■ Reading passage ■

Rite Aid Corp. and Albertsons Cos. agreed to scrap a merger that would have helped reshape the U.S. retail and health-care industries, as opposition to the transaction increased before a shareholder vote.
“While we believed in the merits of the combination with Albertsons, we have heard the views expressed by our stockholders and are committed to moving forward and executing our strategic plan as a standalone company,” Rite Aid Chief Executive Officer John Standley said in a statement Wednesday.
Rite Aid canceled a special shareholders meeting scheduled for Thursday and its board is evaluating governance changes at the company. There won’t be a termination fee for either side, according to the statement.
The collapse of the deal is the second time a deal has failed for Rite Aid, after its merger with Walgreens Boots Alliance Inc. last year fell apart. Retailers have been under growing pressure from online competitors, affecting grocers and the corner drugstore alike. The deal would have expanded Albertsons to help it combat companies like Amazon.com Inc. that are increasing their food offerings.

■ Records shown ■
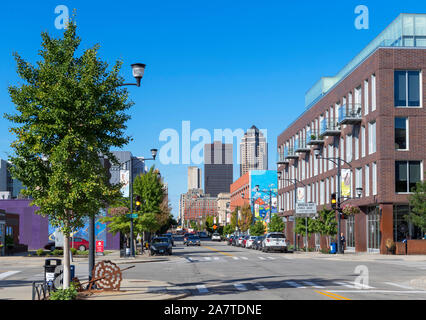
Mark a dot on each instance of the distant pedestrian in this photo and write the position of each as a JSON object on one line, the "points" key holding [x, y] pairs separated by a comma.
{"points": [[342, 242]]}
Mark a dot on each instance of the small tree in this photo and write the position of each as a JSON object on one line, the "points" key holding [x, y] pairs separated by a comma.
{"points": [[276, 224], [417, 200], [257, 229]]}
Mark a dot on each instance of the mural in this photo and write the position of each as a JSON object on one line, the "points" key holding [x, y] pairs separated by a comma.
{"points": [[262, 199], [100, 229]]}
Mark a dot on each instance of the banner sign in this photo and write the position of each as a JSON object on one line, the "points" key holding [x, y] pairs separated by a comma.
{"points": [[306, 209], [345, 183]]}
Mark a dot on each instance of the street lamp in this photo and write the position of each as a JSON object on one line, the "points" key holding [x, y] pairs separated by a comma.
{"points": [[337, 161], [295, 181]]}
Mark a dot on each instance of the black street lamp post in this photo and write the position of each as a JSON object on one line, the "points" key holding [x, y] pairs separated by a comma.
{"points": [[337, 161], [295, 181]]}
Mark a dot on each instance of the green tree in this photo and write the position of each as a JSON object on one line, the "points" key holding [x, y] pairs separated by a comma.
{"points": [[418, 205], [257, 229], [69, 110], [276, 224]]}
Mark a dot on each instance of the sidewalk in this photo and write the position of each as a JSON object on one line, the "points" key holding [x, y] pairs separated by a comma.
{"points": [[359, 256], [131, 289]]}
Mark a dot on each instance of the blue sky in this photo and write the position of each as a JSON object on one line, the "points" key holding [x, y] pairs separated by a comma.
{"points": [[218, 64]]}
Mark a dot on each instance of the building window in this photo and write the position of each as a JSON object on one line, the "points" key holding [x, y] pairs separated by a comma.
{"points": [[374, 178], [371, 137], [373, 92], [358, 178], [401, 133], [407, 174], [407, 88], [367, 180]]}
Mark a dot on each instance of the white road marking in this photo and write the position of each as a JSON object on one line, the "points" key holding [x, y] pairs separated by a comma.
{"points": [[202, 288], [295, 284], [399, 285], [240, 286], [6, 274], [312, 284], [259, 286]]}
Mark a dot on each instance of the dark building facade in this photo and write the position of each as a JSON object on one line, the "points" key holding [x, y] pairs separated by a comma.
{"points": [[372, 116], [218, 168]]}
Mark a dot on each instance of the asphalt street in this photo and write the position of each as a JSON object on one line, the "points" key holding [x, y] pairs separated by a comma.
{"points": [[218, 271]]}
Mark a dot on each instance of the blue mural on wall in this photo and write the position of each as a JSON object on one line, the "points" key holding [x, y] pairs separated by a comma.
{"points": [[266, 197]]}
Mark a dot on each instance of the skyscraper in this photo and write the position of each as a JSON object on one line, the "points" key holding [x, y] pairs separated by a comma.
{"points": [[194, 178], [253, 151], [218, 168]]}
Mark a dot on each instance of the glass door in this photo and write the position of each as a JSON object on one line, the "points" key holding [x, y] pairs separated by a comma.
{"points": [[373, 230]]}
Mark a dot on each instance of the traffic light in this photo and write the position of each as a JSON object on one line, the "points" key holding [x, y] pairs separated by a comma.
{"points": [[333, 201], [138, 203]]}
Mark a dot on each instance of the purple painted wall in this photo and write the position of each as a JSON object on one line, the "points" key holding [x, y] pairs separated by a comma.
{"points": [[34, 229]]}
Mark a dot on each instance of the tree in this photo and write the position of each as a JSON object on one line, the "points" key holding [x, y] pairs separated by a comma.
{"points": [[70, 110], [276, 224], [246, 218], [417, 200], [257, 229]]}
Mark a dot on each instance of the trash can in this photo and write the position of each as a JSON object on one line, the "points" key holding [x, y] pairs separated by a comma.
{"points": [[50, 271], [333, 247]]}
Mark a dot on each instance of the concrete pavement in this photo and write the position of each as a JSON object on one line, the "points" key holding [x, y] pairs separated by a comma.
{"points": [[13, 288]]}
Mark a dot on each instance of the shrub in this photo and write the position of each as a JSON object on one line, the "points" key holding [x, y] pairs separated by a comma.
{"points": [[64, 294]]}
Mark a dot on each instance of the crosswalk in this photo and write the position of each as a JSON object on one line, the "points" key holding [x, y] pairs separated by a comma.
{"points": [[233, 258], [329, 285]]}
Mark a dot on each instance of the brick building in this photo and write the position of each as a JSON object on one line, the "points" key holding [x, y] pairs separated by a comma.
{"points": [[371, 115]]}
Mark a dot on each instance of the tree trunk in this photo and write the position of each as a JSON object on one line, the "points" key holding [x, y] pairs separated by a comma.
{"points": [[66, 274]]}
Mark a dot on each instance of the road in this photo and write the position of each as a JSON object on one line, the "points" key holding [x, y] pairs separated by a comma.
{"points": [[218, 271]]}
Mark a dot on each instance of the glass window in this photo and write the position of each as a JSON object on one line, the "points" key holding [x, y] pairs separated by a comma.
{"points": [[407, 174], [407, 88], [401, 133]]}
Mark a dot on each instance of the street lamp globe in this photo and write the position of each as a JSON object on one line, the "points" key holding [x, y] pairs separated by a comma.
{"points": [[154, 153], [138, 70]]}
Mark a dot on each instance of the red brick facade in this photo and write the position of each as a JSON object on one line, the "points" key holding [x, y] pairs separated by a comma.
{"points": [[382, 63]]}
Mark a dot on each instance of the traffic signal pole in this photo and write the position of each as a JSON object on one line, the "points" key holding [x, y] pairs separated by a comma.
{"points": [[339, 245]]}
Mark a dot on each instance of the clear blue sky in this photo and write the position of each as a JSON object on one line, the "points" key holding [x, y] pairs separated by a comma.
{"points": [[218, 64]]}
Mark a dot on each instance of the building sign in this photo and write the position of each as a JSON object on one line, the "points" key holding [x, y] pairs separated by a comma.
{"points": [[345, 183], [306, 209]]}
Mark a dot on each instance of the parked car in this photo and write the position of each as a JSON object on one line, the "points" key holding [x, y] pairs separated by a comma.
{"points": [[257, 244], [216, 237], [274, 241], [170, 236], [230, 240], [78, 243], [193, 240], [161, 245], [243, 243], [240, 241], [250, 241]]}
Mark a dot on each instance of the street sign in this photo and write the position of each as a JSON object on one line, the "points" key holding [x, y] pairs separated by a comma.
{"points": [[306, 209]]}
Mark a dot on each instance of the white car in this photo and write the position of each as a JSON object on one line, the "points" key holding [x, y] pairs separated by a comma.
{"points": [[216, 237], [274, 241]]}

■ Directions ■
1. In the Rite Aid and Albertsons article:
(a) What event scheduled for Thursday did Rite Aid cancel?
(b) Will either side pay a termination fee?
(c) Which company's merger with Rite Aid fell apart last year?
2. Could you carry on the article about the scrapped Rite Aid and Albertsons merger from its last sentence?

■ Answer set ■
1.
(a) A special shareholders meeting.
(b) No, there won't be a termination fee for either side.
(c) Walgreens Boots Alliance Inc.

2.
Rite Aid management “will now after multiple attempts to sell the business have to go back to the drawing board, which is likely going to be a heavy lift,” Evercore ISI analyst Ross Muken said. “We see this as exemplifying our belief this was a ‘lose, lose’ scenario.”
In February, Rite Aid agreed to be bought by Albertsons, which is backed by private-equity firm Cerberus Capital Management LP. The transaction would have given Albertsons shareholders ownership of more than 70 percent of the combined company. It also would have given the grocer’s private-equity owners a path to exit their 2006 investment without having to go through an initial public offering in a turbulent market.
In the weeks leading up to the deal, however, two prominent proxy advisers recommended that shareholders vote against it. It “does not appear that Rite Aid shareholders would receive a fair ownership interest in the combined company,” said Institutional Shareholder Services Inc. in a report in late July obtained by Bloomberg.
Glass Lewis & Co. opposed the transaction, saying it would yield no premium for Rite Aid holders. It also said the negotiations “raise significant questions around possible conflicts of interest” as a Rite Aid board member negotiating the deal had “an ongoing outside relationship with Cerberus.”
Rite Aid on Monday reduced its full-year earnings projections and said its generic purchasing efficiencies were significantly below its previous experience.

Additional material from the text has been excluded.